## Пункт задания A
Кто, согласно фрагменту о Зайцеве, распознал его талант и помог ему войти в литературу?
## Пункт задания B
Продолжите фрагмент о Зайцеве, начав сразу после его последнего предложения.

## Фрагмент документа

--

С семнадцати лет Зайцев твердо знал, что хочет писать. О его первых опытах довольно кисло отозвались и Короленко, и Чехов. Зато Леонид Андреев сумел распознать настоящий талант и помог Зайцеву войти в литературу.
Главные его темы и художественные интересы определились рано. Зайцева привлекала пластично, красочно воссозданная русская провинциальная жизнь, он писал о мгновеньях той особой просветленности души, когда, пусть для этого трудно подыскать логическое объяснение, мир переживается предельно интенсивно, — о «тихих зорях», как названа одна из его ранних книг. И кроме того, его пленила Италия, где до революции он успел побывать несколько раз, неизменно возвращаясь с таким чувством, что ему выпало соприкоснуться с бессмертной поэзией и олицетворенной красотой.
Италия вошла в него «золотым светом», а затем среди «ужаса, ярости и безобразия жизни», перевернутой революцией, стала «единственным как бы прибежищем» — напоминанием о том, что еще существует островок поэзии и духовности. Когда шла Гражданская война, Зайцев вместе с другим воспевателем Италии, будущим эмигрантом Павлом Муратовым, организовал «Studio italiano»; там, последний раз приехав в Москву, читал Блок. Было неуютно, тревожно, страшно. На Молчановке, в старом барском доме с мезонином — забор давно пошел на дрова, колонны облупились — горстка старых профессоров и барышень, выросших на поклонении художественным святыням, слушали Зайцева, читающего «Божественную комедию» с современными комментариями: Дантов Орел воспаряет над убогой реальностью. «Революция кончилась. Но для нас кончилось и младенчески-поэтическое. Началась жизнь. Революция научила жизни. С прибрежья, где гуляли, любовались и позировали, спустились мы в „бытие“. Пусть ведет вечный Вергилий».

--

## Раздел данных
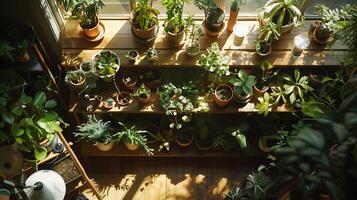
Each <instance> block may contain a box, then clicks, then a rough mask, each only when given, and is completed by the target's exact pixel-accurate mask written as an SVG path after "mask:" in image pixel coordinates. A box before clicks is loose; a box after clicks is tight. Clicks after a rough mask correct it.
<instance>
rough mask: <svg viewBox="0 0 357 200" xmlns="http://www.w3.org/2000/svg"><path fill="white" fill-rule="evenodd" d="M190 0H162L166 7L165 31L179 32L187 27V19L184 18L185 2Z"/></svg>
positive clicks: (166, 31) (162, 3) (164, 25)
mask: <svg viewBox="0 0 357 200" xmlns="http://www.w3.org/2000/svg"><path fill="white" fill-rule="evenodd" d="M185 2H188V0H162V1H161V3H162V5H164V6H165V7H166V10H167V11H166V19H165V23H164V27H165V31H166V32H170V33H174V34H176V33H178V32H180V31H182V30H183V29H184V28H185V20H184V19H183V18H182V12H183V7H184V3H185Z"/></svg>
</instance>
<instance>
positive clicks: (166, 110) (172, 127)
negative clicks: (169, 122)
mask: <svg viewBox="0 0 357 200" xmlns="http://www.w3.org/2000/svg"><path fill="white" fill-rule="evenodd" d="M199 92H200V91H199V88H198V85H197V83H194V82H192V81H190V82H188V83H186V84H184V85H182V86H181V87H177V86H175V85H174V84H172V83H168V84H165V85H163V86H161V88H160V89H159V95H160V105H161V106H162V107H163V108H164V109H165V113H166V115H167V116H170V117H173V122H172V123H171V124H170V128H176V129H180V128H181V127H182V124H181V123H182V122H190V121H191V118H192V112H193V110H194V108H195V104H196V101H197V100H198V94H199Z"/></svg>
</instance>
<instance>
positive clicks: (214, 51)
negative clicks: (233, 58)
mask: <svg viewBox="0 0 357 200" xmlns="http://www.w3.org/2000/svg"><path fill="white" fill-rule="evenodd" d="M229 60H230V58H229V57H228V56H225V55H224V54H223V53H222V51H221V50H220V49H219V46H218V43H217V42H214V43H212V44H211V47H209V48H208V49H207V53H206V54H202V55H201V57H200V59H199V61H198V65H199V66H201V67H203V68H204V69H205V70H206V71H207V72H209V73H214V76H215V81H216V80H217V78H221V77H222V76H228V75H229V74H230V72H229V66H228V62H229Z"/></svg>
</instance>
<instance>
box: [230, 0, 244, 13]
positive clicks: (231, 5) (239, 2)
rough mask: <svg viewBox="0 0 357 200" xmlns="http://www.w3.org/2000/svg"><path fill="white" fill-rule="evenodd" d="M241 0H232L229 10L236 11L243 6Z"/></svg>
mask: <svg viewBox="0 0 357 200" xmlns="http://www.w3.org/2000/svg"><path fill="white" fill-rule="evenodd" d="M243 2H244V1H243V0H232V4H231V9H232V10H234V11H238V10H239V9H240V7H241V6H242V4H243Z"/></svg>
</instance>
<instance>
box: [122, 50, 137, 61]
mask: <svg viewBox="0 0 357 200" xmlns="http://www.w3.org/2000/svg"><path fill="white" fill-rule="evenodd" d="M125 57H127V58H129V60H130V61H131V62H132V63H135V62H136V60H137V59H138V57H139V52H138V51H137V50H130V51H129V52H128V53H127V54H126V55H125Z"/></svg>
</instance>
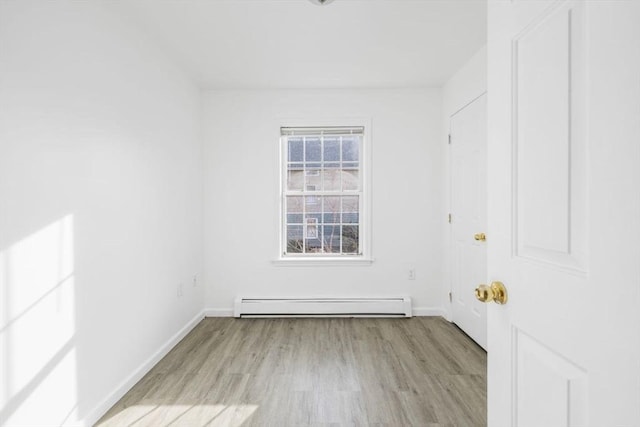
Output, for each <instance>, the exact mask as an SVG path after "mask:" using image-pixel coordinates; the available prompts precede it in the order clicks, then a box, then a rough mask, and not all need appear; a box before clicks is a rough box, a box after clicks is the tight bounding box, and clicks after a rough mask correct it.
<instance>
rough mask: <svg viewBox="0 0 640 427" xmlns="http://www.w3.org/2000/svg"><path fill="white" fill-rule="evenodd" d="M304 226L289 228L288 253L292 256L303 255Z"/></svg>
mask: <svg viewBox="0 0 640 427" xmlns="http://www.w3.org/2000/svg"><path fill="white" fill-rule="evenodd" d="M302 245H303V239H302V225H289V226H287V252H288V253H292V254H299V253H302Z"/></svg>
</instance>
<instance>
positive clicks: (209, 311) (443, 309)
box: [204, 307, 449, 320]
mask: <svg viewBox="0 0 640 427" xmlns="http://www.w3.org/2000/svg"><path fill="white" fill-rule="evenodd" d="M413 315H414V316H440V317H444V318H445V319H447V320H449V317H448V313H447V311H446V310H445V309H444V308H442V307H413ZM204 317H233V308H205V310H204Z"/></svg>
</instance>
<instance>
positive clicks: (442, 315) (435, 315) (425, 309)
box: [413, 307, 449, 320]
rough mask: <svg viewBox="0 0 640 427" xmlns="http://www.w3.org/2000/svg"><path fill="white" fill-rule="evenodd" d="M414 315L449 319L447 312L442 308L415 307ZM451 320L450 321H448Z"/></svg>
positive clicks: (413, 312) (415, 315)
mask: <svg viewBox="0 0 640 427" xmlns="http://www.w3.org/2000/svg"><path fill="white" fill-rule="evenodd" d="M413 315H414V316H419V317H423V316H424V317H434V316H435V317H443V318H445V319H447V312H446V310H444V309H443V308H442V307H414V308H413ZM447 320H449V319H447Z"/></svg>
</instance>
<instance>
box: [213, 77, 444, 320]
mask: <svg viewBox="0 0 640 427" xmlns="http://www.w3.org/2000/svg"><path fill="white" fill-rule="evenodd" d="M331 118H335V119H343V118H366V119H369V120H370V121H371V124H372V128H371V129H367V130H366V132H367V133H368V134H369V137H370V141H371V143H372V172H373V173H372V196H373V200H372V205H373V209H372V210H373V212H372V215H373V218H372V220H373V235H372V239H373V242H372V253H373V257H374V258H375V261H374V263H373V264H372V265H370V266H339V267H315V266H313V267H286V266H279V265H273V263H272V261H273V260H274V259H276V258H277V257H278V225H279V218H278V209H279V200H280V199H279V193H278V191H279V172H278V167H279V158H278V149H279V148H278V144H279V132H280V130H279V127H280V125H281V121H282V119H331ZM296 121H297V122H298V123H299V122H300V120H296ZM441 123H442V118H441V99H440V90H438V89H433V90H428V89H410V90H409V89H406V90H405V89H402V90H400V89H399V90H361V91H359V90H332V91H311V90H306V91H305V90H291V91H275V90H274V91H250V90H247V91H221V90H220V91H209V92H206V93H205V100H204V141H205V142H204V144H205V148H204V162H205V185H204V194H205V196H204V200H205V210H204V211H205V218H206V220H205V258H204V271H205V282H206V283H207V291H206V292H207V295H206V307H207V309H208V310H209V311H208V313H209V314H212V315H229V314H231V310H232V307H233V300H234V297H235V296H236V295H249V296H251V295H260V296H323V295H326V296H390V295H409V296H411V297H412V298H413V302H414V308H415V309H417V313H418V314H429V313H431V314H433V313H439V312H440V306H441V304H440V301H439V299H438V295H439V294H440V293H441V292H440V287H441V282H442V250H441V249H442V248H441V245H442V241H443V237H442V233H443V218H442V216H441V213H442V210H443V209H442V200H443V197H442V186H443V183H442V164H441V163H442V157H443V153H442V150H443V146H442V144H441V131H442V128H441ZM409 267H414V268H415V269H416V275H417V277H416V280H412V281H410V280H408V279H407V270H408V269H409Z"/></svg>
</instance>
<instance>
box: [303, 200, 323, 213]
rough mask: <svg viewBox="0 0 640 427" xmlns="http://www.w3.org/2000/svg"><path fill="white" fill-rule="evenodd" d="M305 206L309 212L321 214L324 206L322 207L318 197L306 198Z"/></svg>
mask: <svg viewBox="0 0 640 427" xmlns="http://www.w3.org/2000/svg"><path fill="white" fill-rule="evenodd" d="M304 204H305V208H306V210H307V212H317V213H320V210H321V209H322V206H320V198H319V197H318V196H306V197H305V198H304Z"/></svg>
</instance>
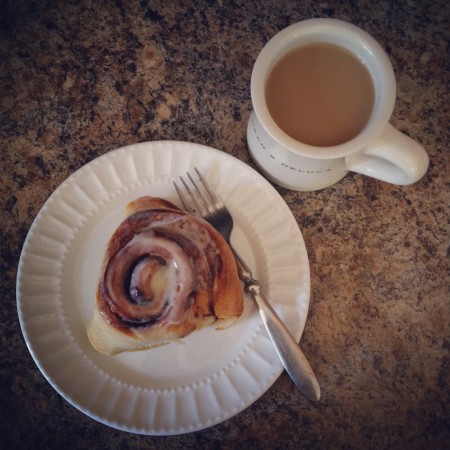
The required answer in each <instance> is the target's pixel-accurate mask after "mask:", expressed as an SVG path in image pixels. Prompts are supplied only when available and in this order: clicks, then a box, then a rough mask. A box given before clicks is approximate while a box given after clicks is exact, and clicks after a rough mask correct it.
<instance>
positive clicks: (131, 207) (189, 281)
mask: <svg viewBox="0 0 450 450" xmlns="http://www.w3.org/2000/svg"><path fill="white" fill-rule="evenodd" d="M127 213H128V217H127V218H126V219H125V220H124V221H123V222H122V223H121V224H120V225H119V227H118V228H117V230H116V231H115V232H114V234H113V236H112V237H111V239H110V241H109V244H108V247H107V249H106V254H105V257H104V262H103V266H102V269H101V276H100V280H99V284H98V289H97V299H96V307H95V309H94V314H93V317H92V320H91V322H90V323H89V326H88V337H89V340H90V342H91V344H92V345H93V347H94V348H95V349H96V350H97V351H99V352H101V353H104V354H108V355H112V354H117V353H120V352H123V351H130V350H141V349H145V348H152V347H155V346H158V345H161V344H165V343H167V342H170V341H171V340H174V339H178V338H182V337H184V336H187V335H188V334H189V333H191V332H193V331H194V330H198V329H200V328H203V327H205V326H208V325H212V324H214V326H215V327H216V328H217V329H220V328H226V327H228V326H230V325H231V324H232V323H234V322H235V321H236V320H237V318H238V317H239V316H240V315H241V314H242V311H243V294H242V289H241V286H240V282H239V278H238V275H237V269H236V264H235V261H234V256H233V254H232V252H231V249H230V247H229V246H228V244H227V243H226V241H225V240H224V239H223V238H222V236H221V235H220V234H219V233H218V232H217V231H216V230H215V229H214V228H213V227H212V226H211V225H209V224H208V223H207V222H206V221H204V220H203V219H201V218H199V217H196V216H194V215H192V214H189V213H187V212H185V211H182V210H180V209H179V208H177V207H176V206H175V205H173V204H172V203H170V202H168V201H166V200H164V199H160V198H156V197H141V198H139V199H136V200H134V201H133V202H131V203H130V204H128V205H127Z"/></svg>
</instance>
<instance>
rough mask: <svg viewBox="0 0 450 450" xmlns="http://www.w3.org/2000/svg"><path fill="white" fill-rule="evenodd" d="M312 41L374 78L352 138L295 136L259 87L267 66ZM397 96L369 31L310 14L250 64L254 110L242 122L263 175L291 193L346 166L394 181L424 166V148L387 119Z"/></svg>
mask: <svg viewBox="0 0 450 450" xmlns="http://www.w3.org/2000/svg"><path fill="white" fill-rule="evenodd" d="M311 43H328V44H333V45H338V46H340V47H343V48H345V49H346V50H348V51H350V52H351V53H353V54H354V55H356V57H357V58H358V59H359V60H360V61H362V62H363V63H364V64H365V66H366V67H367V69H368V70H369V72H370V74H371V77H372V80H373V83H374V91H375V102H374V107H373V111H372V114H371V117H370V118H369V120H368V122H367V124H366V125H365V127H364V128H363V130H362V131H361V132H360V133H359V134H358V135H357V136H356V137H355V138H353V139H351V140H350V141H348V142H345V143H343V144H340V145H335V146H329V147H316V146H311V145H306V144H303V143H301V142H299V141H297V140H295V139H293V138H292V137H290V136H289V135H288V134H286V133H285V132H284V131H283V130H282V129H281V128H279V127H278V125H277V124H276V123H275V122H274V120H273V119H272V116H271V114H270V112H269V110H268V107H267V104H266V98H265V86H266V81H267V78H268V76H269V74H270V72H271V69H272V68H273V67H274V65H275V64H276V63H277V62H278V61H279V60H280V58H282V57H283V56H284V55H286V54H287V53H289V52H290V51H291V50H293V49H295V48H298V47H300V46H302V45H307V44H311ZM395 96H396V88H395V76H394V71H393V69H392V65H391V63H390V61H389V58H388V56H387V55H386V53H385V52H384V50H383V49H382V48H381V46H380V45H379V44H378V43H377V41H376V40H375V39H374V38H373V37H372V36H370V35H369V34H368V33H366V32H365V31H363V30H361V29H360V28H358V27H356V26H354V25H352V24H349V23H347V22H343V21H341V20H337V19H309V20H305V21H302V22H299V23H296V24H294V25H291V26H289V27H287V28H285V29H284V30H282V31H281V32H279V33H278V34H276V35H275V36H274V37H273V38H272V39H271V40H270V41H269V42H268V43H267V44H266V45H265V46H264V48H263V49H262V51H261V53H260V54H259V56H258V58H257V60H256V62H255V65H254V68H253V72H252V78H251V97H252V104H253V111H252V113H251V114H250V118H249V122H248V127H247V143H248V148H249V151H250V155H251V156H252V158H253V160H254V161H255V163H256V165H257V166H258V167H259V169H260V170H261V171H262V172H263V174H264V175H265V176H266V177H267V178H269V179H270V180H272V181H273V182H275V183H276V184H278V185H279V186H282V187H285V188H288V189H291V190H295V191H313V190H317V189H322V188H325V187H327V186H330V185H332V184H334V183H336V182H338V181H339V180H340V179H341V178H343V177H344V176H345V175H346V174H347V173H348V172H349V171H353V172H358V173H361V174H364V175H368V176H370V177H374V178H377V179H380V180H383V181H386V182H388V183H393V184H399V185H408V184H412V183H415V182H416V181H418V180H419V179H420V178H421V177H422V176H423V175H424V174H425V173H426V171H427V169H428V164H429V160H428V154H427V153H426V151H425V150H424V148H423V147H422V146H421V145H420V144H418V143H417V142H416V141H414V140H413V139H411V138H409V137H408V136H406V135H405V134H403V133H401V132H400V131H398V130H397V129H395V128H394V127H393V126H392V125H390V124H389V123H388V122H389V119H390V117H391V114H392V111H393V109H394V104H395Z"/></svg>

--

## Ваш ответ A
Леонид Андреев.

## Ваш ответ B
Впоследствии он, как и Мережковский, будет воспринимать Данте, помимо всего остального, и как первого изгнанника в истории литературы, — это «патрон всей литературной эмиграции». Вергилий сопровождает Данте в странствиях по преисподней и восхождении через Чистилище к Раю. Зайцев верил, что его сверстникам достался такой же путь. Дантов «Ад» он начал переводить — ритмической прозой, не пытаясь сохранить терцины, зато в чисто смысловом отношении точно, — еще в Москве, закончил эту работу в 1918 году. Рукопись пролежала четыре десятка лет. Она была издана, когда переводчику перевалило за восемьдесят.
Свой скудный хлеб Зайцев в последние московские годы добывал, вместе с другими писателями содержа книжную лавку на Никитской, где за полмешка мерзлой картошки можно было приобрести в рукописи новые произведения самых известных авторов. Заглядывал сюда Есенин — в шубе, чуть ли не в цилиндре. Часто бывала Цветаева. Ее книжки шли плохо. Зайцев старался ей помогать чем мог: приносил дрова в нетопленную квартиру на Борисоглебском, летом отправил семилетнюю Алю к своим родным в деревню, где можно было подкормиться. Цветаева подарила ему когда-то стоявший в отцовском кабинете гипсовый бюст Пушкина; под ним Зайцев держал перепадавшие ему время от времени миллионы — их хватало, чтобы купить два фунта масла. Стихи Цветаевой он понимал плохо и в общем не любил, но по-человечески она в те страшные годы была ему близка. Эмиграция, а особенно дело Рейсса разведут их очень далеко.